What you need to do:
A: In the essay about religion and the Bible, how old was the author's oldest child when the author proposed the plan to visit several houses of worship?
B: Reproduce the essay on religion and the Bible word for word, from "My inquiring grandson" to "from each other.".

Document segment:
>> start

My inquiring grandson is a devout Catholic. While all the
grandchildren were aware that I did not attend church, they did take note that
my familiarity with the Bible was unrivaled in our various households. Thus,
his question.I confronted my oldest child with beginning his investigation into
the spirituality provided by religion when he was eight. I laid out a plan to
make two visits each to a Temple, a Catholic Church, a Baptist Church, and a
Unitarian Church. He could then select one and I would attend with him
whichever he chose.His response was "No thanks." He explained that
the children he was with in school seemed to think that their religion and
their particular church, if Christians, made them different from each other.
They clearly were not different no matter what religion they followed. He did
not need to search for a false but perceived difference between himself and the
rest of the class.
What is one of your favorite Bible stories?
As you know
if you have read Dear Children, none of the New Testament was
written contemporaneously with Jesus’ life. Jesus never wrote anything. There
was no secretary or reporter writing down what Jesus said or what he was doing
that made it into the New Testament. The Gospels were written long after his
death and, except for Mark, were undoubtedly written to promote a religion
founded on Jesus’ “Deity.” Even the last verses of Mark were changed hundreds
of year after he wrote the Gospel to add the “fact” that Jesus rose from the
dead – it was not contained in the original version because, when written, Mark
was not in the business of selling Jesus as a “Deity.”
The
Old Testament is a different matter. The first five books of the Old Testament
are the Jewish holy book, the Torah. Thereafter, the books of
the Old Testament contain books of history, of prophesy, of poetry, and of
teaching. Most were written to record events contemporaneously. Accordingly,
most of the stories following the first five books can be relied upon as having
actually occurred. Well, not Jonah being swallowed by a whale or Daniel in the
lion’s den. Jewish story tellers were not beyond making up a tale to support a
moral lesson.
When we were children, our Sunday School lessons were filled with stories. One
would have hoped that some were accurate, but even as a child I found it
difficult to believe the stories that were told in what people described to me
as “the Word of God”.

>> end

Extracted entries:
>> start

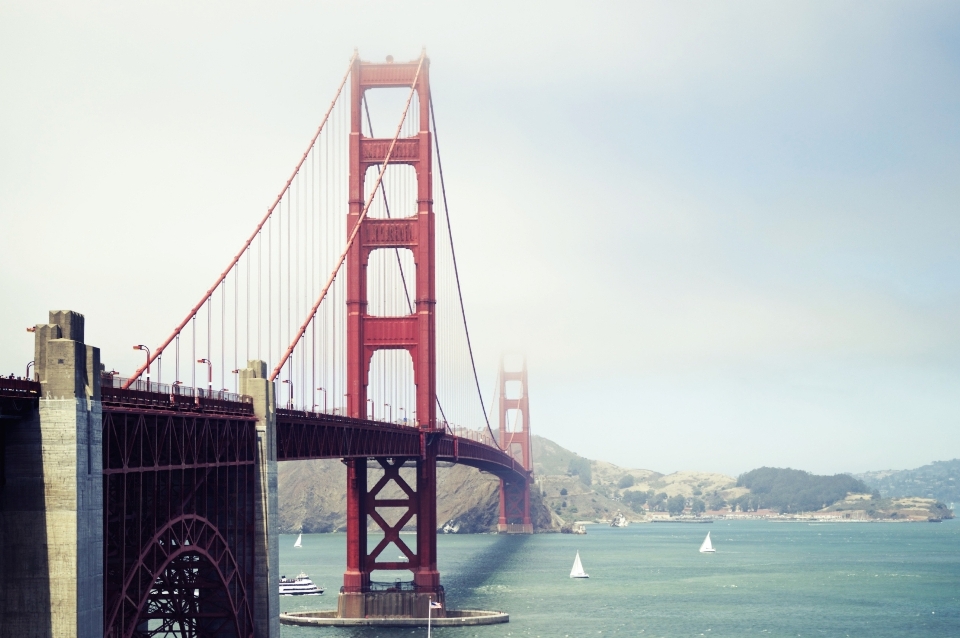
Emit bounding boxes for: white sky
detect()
[0,1,960,473]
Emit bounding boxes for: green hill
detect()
[856,459,960,505]
[731,467,870,513]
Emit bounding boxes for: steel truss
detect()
[277,410,529,479]
[103,410,258,638]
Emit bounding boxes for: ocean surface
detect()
[280,520,960,638]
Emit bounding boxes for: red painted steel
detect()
[277,410,530,480]
[498,358,533,533]
[343,56,441,594]
[102,402,259,638]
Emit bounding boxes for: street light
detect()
[197,359,213,397]
[133,343,150,392]
[313,388,327,412]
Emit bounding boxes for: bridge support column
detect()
[0,311,103,638]
[240,361,280,638]
[497,357,533,534]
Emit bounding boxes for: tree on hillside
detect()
[737,467,870,513]
[667,494,687,516]
[567,456,593,486]
[647,492,667,512]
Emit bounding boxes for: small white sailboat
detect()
[700,532,717,554]
[570,551,590,578]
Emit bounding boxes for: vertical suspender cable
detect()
[429,95,493,448]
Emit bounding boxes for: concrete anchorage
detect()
[240,361,280,638]
[0,310,103,638]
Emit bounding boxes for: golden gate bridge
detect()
[0,53,533,638]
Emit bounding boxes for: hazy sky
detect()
[0,1,960,474]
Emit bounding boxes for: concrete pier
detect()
[240,361,280,638]
[0,310,103,638]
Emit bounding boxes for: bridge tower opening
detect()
[339,57,443,618]
[497,357,533,534]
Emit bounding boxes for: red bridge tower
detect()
[497,357,533,534]
[339,58,443,618]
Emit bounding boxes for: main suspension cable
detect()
[429,93,503,449]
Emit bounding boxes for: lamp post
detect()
[133,343,150,392]
[314,388,327,412]
[197,359,213,397]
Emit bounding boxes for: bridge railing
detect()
[445,423,500,449]
[0,374,40,398]
[100,374,253,414]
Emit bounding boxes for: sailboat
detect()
[700,532,717,554]
[570,551,590,578]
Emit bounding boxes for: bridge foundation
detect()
[240,361,280,638]
[0,311,103,638]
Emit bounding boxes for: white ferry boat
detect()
[610,510,630,527]
[280,572,323,596]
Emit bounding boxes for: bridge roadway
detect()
[94,380,529,479]
[0,379,529,636]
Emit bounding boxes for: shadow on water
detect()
[443,534,531,605]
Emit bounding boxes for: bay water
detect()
[280,520,960,638]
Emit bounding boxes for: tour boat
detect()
[570,551,590,578]
[700,532,717,554]
[280,572,323,596]
[610,510,630,527]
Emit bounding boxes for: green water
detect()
[280,521,960,638]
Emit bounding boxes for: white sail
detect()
[570,552,590,578]
[700,532,717,554]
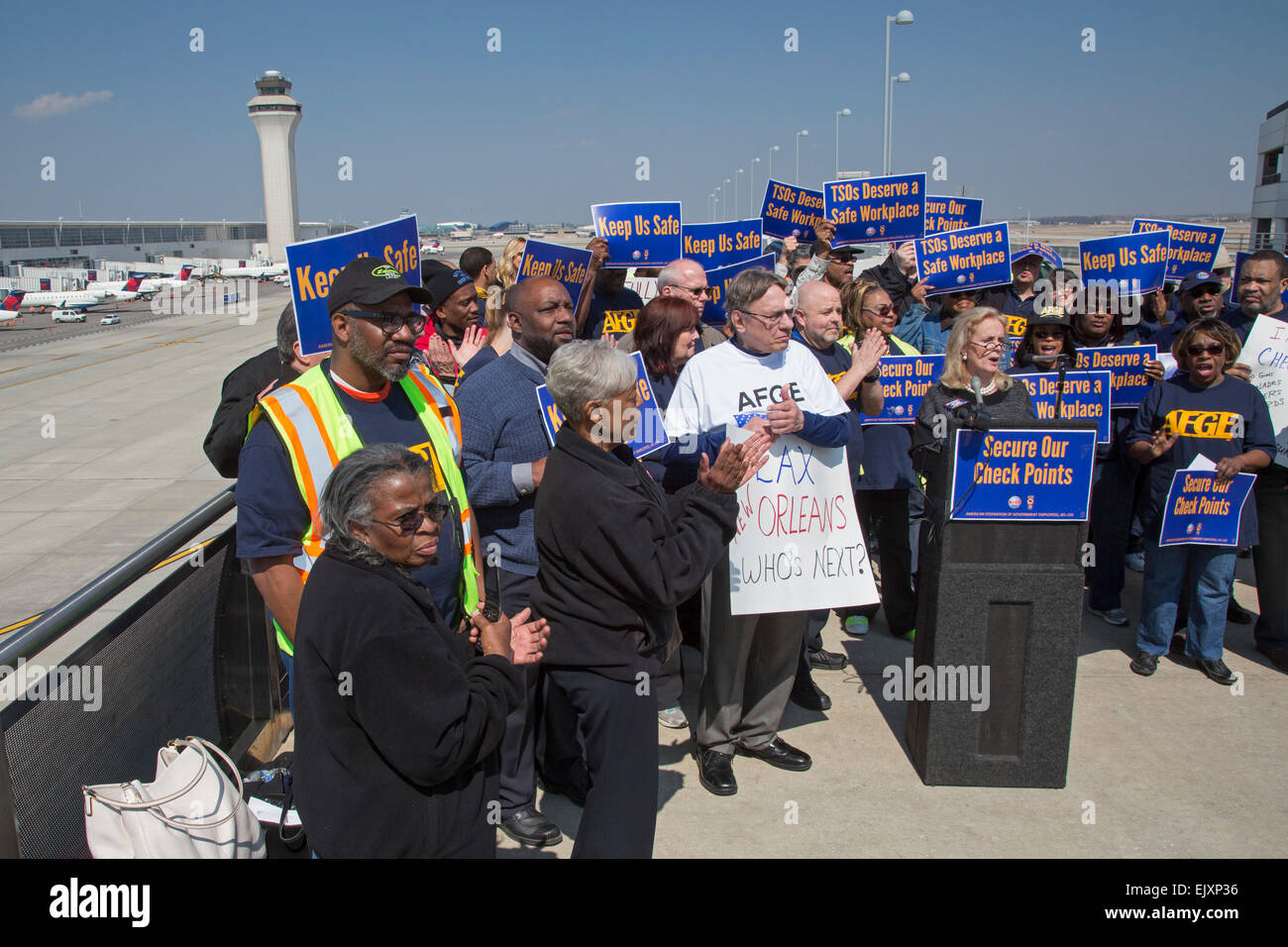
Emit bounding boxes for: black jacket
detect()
[202,348,300,479]
[532,425,738,682]
[292,549,520,858]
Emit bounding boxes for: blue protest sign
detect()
[823,174,926,246]
[518,239,593,312]
[1158,471,1257,546]
[1130,218,1225,281]
[949,428,1096,520]
[680,217,764,269]
[1078,231,1169,296]
[862,356,944,424]
[702,254,774,326]
[590,201,683,268]
[760,180,823,246]
[286,215,420,356]
[537,352,670,459]
[1077,346,1158,408]
[913,222,1012,292]
[926,194,984,233]
[1015,371,1112,445]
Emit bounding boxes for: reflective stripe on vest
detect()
[253,365,480,655]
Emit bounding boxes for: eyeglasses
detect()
[344,309,429,335]
[371,500,452,536]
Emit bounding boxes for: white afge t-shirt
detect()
[666,340,849,440]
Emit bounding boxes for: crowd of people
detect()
[206,229,1288,858]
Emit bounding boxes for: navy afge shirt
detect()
[236,360,463,624]
[1127,372,1275,546]
[793,330,863,489]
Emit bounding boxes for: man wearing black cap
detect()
[237,257,481,710]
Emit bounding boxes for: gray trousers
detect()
[695,554,807,753]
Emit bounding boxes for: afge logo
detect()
[1166,408,1243,441]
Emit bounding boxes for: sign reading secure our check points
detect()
[518,239,593,312]
[680,217,764,269]
[702,254,774,326]
[1077,346,1158,408]
[286,214,420,356]
[913,222,1012,292]
[728,425,879,623]
[823,174,926,246]
[537,352,670,459]
[949,428,1096,522]
[1130,218,1225,279]
[590,201,683,269]
[1078,231,1171,296]
[926,194,984,233]
[760,180,823,246]
[1158,469,1257,546]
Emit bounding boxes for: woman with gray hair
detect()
[532,342,769,858]
[293,443,548,858]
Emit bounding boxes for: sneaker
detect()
[1130,651,1158,678]
[1087,608,1130,627]
[841,614,868,638]
[657,706,690,730]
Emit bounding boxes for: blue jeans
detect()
[1136,540,1235,661]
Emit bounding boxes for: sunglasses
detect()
[344,310,429,335]
[371,500,452,536]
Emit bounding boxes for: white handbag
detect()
[81,737,267,858]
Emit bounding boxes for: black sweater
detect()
[532,425,738,682]
[293,549,520,858]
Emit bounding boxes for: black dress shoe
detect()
[501,805,563,848]
[808,648,850,672]
[1257,642,1288,674]
[737,737,814,773]
[697,750,738,796]
[791,678,832,711]
[1198,659,1237,685]
[1130,651,1158,678]
[1225,595,1254,625]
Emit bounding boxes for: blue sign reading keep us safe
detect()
[823,174,926,246]
[590,201,683,269]
[1078,231,1171,296]
[537,352,670,460]
[286,215,420,356]
[949,428,1096,522]
[1158,471,1257,546]
[913,222,1012,292]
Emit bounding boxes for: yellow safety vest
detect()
[249,365,480,656]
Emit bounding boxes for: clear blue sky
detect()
[0,0,1288,224]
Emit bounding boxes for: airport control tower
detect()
[246,69,300,263]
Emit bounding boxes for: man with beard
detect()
[237,257,482,710]
[456,275,593,847]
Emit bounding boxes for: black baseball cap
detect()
[326,257,434,316]
[1180,269,1225,292]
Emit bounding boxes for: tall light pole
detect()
[885,72,912,174]
[832,108,854,180]
[881,10,912,174]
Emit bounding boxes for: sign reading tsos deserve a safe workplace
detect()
[729,428,877,614]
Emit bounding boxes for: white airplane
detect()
[0,290,115,312]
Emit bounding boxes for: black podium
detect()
[907,420,1097,789]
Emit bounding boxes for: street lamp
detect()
[885,72,912,174]
[881,10,912,174]
[833,108,854,180]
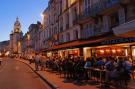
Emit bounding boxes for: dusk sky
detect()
[0,0,48,41]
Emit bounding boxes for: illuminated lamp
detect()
[112,49,116,53]
[100,50,105,54]
[74,50,78,53]
[106,49,110,53]
[117,49,121,52]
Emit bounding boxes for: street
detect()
[0,59,50,89]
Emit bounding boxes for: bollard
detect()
[0,60,2,65]
[0,59,2,66]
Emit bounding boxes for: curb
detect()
[17,60,57,89]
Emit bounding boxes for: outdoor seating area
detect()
[23,55,135,89]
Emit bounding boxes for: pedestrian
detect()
[41,55,46,71]
[35,54,40,71]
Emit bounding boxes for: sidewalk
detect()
[18,59,135,89]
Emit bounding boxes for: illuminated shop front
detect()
[83,38,135,63]
[58,48,80,57]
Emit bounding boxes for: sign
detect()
[101,38,135,45]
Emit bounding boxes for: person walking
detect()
[35,54,40,71]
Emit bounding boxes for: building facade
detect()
[10,18,23,54]
[40,0,135,60]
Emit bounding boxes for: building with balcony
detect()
[40,0,135,60]
[10,17,23,55]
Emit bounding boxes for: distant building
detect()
[10,18,23,54]
[0,40,9,52]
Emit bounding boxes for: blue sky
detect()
[0,0,48,41]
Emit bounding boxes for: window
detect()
[66,13,69,29]
[73,30,79,40]
[66,33,70,42]
[110,13,119,28]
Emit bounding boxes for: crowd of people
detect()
[24,54,133,86]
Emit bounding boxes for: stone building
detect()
[10,18,23,54]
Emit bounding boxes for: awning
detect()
[113,20,135,37]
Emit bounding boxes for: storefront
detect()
[58,48,80,57]
[83,38,135,63]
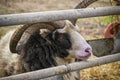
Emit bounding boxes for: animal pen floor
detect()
[0,0,120,80]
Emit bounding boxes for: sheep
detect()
[0,0,97,80]
[0,20,92,80]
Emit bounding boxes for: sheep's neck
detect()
[56,57,79,80]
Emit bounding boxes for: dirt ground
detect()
[0,0,120,80]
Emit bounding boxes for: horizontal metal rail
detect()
[0,53,120,80]
[0,6,120,26]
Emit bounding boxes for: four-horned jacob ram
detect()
[0,20,92,80]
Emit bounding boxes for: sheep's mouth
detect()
[77,53,91,61]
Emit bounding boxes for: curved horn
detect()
[70,0,98,25]
[9,21,65,53]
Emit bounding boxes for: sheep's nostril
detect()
[85,48,92,53]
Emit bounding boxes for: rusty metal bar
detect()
[0,53,120,80]
[0,6,120,26]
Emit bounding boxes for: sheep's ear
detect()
[40,29,51,37]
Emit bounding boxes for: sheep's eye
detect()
[55,32,71,49]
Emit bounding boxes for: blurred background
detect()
[0,0,120,80]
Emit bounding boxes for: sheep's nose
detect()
[85,47,92,54]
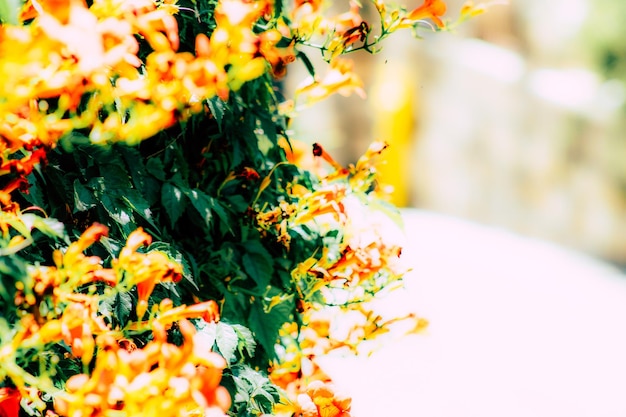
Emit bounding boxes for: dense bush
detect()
[0,0,480,417]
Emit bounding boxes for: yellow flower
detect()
[295,58,365,104]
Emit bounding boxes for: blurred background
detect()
[288,0,626,267]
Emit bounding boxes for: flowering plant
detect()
[0,0,477,417]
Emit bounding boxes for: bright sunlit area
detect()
[292,0,626,417]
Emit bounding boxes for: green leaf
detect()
[248,290,294,359]
[231,365,280,416]
[161,182,187,228]
[215,322,239,363]
[232,324,256,357]
[185,190,213,226]
[296,51,315,77]
[28,214,65,239]
[74,179,98,213]
[146,242,199,291]
[99,292,133,328]
[121,188,160,234]
[241,240,274,288]
[146,158,165,181]
[207,97,225,128]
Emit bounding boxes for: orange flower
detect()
[295,58,365,104]
[0,387,22,417]
[403,0,447,28]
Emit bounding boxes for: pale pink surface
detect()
[322,210,626,417]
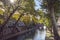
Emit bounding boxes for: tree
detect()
[43,0,59,40]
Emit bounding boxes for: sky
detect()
[34,0,42,10]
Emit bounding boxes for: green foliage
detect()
[0,9,4,15]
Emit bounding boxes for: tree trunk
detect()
[49,6,59,40]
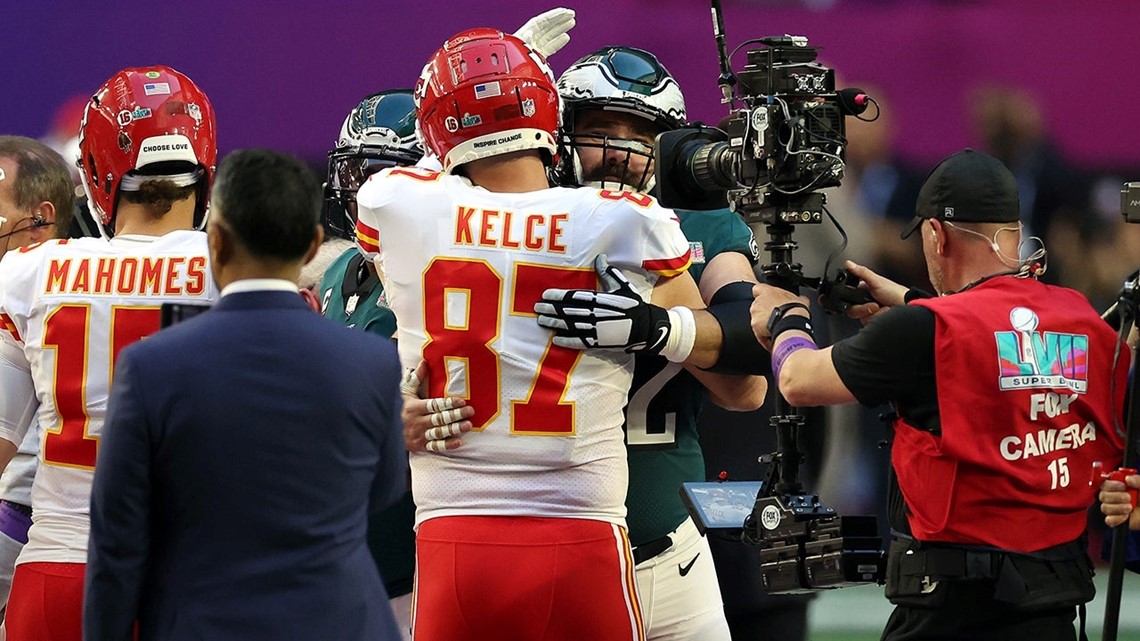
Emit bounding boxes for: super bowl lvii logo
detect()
[994,307,1089,393]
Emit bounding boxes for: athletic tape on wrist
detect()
[661,307,697,363]
[772,336,819,383]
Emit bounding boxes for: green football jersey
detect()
[625,209,759,545]
[320,248,396,339]
[320,248,416,597]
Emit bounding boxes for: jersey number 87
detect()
[423,258,597,436]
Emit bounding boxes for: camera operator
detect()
[751,149,1129,641]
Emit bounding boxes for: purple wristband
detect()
[0,501,32,544]
[772,336,817,384]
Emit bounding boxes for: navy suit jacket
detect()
[83,291,407,641]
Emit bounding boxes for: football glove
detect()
[514,7,575,58]
[535,254,673,354]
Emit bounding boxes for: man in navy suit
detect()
[83,149,407,641]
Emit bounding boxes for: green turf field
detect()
[808,568,1140,641]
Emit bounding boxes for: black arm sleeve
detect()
[708,281,772,376]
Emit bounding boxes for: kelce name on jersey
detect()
[455,205,569,253]
[43,255,206,295]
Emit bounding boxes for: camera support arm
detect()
[1101,273,1140,641]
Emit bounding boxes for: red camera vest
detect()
[890,277,1129,552]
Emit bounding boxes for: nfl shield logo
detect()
[689,241,705,263]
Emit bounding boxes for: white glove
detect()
[514,7,575,58]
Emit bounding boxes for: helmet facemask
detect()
[324,89,423,240]
[555,47,686,192]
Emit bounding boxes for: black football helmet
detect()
[554,47,687,192]
[324,89,424,240]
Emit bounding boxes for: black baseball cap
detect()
[898,148,1021,238]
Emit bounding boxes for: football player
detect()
[357,30,743,640]
[318,90,423,638]
[557,47,766,641]
[0,66,218,641]
[0,136,75,620]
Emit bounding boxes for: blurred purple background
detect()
[0,0,1140,168]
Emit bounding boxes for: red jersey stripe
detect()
[642,251,692,278]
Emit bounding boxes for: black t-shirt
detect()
[831,305,942,534]
[831,305,941,433]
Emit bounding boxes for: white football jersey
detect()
[357,164,690,525]
[0,230,218,563]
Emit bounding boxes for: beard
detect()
[583,162,650,192]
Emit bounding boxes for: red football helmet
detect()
[415,29,561,171]
[79,66,218,232]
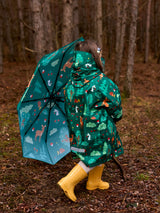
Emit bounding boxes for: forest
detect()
[0,0,160,213]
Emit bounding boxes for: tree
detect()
[62,0,73,46]
[31,0,45,62]
[1,0,15,61]
[144,0,151,63]
[114,0,128,84]
[0,2,3,73]
[17,0,25,58]
[124,0,138,97]
[42,0,55,53]
[73,0,79,40]
[95,0,103,47]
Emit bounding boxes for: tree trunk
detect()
[17,0,25,58]
[114,0,128,84]
[1,0,14,61]
[0,2,3,73]
[62,0,73,46]
[124,0,138,97]
[42,0,55,53]
[73,0,79,40]
[144,0,151,63]
[31,0,45,62]
[95,0,102,48]
[153,0,159,58]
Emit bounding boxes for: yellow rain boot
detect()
[86,164,109,190]
[58,164,87,202]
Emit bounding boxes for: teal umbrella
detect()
[17,38,84,165]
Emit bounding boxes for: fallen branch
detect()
[113,156,126,181]
[25,47,37,53]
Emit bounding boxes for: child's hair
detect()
[75,40,103,71]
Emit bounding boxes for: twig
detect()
[25,47,37,53]
[113,156,126,181]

>> end

Solutions to the exercise:
A: Eight years old.

B:
My inquiring grandson is a devout Catholic. While all the
grandchildren were aware that I did not attend church, they did take note that
my familiarity with the Bible was unrivaled in our various households. Thus,
his question.I confronted my oldest child with beginning his investigation into
the spirituality provided by religion when he was eight. I laid out a plan to
make two visits each to a Temple, a Catholic Church, a Baptist Church, and a
Unitarian Church. He could then select one and I would attend with him
whichever he chose.His response was "No thanks." He explained that
the children he was with in school seemed to think that their religion and
their particular church, if Christians, made them different from each other.